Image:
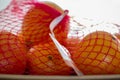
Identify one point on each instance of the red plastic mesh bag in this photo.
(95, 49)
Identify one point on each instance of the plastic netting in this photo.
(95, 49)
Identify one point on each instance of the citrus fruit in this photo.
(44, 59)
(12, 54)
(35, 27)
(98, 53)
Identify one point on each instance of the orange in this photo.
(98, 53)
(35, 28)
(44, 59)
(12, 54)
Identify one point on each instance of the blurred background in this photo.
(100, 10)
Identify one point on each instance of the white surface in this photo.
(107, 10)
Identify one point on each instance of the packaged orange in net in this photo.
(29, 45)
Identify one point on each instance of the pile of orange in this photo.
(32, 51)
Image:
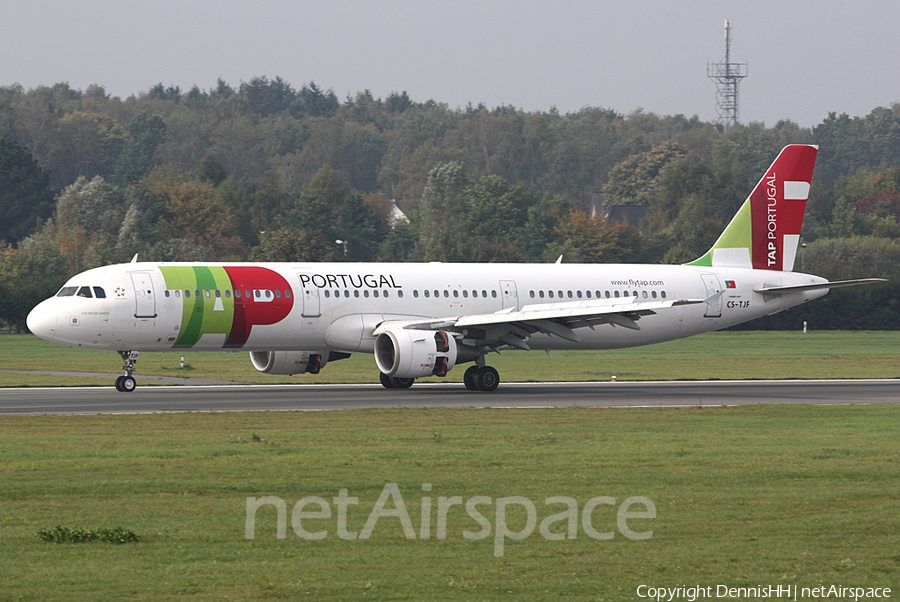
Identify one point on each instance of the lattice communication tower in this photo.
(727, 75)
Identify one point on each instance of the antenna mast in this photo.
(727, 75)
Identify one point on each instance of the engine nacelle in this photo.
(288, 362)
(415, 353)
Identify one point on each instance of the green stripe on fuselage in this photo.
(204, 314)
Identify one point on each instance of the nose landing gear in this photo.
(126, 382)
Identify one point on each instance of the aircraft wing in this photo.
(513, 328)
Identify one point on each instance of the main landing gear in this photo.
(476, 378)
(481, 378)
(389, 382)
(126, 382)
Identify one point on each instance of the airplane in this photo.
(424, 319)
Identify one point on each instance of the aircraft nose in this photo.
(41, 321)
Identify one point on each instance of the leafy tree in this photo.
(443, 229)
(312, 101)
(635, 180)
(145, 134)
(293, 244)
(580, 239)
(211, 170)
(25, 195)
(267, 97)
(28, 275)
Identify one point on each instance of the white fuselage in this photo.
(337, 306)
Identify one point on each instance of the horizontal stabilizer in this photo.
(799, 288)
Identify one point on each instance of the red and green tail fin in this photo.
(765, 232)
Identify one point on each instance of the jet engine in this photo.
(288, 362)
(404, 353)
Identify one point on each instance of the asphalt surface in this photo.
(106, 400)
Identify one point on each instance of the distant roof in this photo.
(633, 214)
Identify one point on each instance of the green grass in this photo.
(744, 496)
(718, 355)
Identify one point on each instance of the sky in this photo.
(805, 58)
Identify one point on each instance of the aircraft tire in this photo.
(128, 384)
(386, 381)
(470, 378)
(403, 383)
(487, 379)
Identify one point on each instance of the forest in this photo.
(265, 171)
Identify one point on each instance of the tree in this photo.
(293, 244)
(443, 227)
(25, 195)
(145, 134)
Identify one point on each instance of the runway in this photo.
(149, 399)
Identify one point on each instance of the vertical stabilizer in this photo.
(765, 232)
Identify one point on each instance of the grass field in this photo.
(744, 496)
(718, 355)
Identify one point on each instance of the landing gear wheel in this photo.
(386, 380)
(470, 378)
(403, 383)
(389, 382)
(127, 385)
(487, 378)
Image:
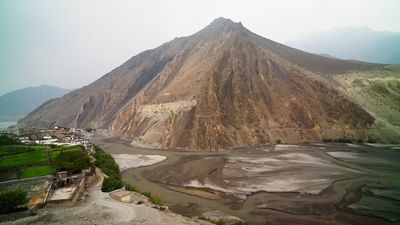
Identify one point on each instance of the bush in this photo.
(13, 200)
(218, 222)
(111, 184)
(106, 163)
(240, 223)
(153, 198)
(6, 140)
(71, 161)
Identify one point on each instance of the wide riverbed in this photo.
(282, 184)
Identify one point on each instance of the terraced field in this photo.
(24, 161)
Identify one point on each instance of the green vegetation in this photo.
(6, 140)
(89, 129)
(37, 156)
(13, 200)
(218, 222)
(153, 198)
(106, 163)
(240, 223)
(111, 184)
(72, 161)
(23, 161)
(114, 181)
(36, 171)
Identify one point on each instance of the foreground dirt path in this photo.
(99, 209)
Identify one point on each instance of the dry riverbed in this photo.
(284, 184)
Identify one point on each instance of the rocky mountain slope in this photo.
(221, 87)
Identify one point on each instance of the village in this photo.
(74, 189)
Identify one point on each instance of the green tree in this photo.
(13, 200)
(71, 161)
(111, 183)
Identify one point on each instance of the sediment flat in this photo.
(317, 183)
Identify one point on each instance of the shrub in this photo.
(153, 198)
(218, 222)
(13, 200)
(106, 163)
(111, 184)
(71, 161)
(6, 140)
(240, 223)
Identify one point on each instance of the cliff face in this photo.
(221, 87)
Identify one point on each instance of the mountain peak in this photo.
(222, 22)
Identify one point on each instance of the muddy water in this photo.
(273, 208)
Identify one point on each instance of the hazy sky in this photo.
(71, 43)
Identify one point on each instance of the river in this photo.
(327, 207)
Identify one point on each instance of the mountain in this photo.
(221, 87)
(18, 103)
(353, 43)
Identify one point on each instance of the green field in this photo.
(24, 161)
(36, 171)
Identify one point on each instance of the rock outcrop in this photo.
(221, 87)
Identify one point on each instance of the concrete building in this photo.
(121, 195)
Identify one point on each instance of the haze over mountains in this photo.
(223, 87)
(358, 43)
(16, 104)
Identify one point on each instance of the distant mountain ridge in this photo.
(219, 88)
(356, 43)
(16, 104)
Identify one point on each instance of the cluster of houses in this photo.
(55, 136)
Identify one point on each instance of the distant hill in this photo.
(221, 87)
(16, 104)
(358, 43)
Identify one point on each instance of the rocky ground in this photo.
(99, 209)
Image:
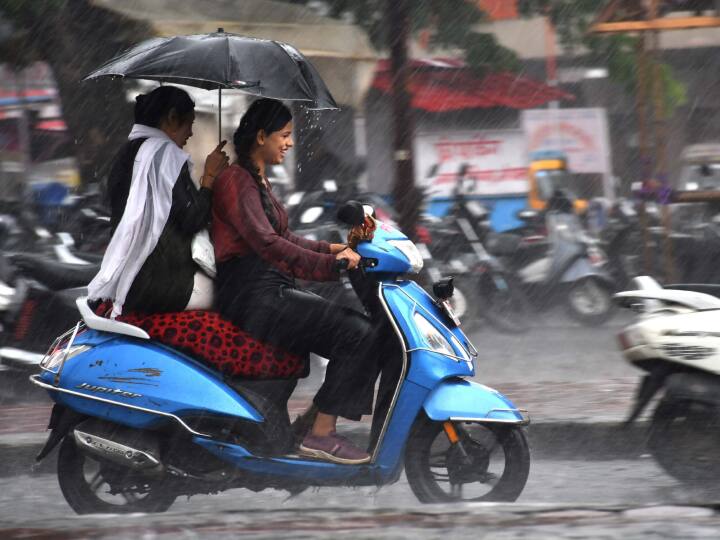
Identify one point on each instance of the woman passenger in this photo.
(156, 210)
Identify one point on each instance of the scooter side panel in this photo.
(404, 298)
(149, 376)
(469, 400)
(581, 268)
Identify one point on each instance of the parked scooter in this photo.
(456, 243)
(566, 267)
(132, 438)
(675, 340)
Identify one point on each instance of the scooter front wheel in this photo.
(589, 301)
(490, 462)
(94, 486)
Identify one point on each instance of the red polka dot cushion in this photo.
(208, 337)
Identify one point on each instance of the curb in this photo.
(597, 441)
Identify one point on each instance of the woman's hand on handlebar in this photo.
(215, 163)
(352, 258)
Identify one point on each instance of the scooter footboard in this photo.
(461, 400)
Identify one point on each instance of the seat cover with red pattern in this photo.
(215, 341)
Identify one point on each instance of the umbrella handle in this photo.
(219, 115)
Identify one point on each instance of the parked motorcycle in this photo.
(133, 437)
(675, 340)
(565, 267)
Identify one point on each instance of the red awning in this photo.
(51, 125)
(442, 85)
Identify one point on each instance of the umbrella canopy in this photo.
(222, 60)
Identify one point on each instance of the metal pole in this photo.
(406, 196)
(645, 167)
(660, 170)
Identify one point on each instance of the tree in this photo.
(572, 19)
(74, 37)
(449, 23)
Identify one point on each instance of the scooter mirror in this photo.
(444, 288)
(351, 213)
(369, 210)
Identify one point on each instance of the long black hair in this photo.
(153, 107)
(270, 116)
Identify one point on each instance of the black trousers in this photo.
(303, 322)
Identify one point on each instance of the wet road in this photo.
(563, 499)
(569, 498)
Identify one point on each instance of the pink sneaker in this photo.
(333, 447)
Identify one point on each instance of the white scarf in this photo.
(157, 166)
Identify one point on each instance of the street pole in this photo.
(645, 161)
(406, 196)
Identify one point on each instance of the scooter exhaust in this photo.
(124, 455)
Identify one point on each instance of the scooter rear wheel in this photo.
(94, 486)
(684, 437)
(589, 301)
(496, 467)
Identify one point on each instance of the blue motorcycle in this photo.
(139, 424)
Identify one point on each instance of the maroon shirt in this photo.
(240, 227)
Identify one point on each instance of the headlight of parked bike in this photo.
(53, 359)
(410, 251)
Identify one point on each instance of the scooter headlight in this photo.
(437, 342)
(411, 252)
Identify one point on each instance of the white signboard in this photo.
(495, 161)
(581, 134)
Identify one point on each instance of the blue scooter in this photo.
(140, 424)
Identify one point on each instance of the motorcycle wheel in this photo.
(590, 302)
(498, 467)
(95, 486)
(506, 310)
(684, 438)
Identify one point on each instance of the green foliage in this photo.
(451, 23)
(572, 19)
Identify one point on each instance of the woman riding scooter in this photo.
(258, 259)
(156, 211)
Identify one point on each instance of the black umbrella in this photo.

▬▬▬▬▬▬

* Brief *
In the records above, locate the line that contains "Identify one point on each instance of the umbrella canopy". Repeat it and every line after it, exactly, and nothing else.

* Task response *
Identify one point on each instance of the umbrella canopy in this photo.
(222, 60)
Identify one point on each instance of the metal pole in this photo.
(406, 196)
(645, 167)
(660, 170)
Identify one point on each instance of the tree in this photo.
(572, 19)
(74, 37)
(449, 23)
Identify one point on each instance of the scooter mirror in this photo.
(444, 288)
(351, 213)
(369, 210)
Identify one point on each instance of the long black hair in this photo.
(153, 107)
(270, 116)
Identify one point on each instance of the black trousers in this photo.
(303, 322)
Identify one point on each instance of the wet road in this photo.
(563, 499)
(569, 498)
Identify one point on each instance of the pink sneaker in this photo.
(333, 447)
Identify one point on each instance of the white scarf in this photo.
(157, 166)
Identify one point on each instance of the street pole in this photo.
(645, 161)
(406, 196)
Identify one point on each instance of the scooter exhaust in this photo.
(124, 455)
Identify one point on each instance of the scooter rear wheel in this photo.
(94, 486)
(684, 437)
(589, 301)
(496, 467)
Identify one point on each instance of the blue motorcycle in this photo.
(139, 424)
Identify one point on each instance of the maroon shirt in this photo.
(240, 227)
Identify one point on each instance of the headlight of parked bike in this photo.
(53, 359)
(410, 251)
Identify one point on each instance of the scooter headlight in this photo.
(437, 342)
(411, 252)
Identify one point on each instance of the white signboard in this photo.
(495, 161)
(581, 134)
Identify one point on each instance of the blue scooter in this photo.
(140, 424)
Identify one point on each instance of the motorcycle wheel in this photo.
(590, 302)
(498, 467)
(95, 486)
(506, 310)
(684, 438)
Identify one point on each instance of the green foliage in this photo.
(451, 23)
(572, 19)
Identify one point on each instance of the woman riding scooter in this photo.
(258, 259)
(156, 211)
Identify one point on each instance of the black umbrella in this photo.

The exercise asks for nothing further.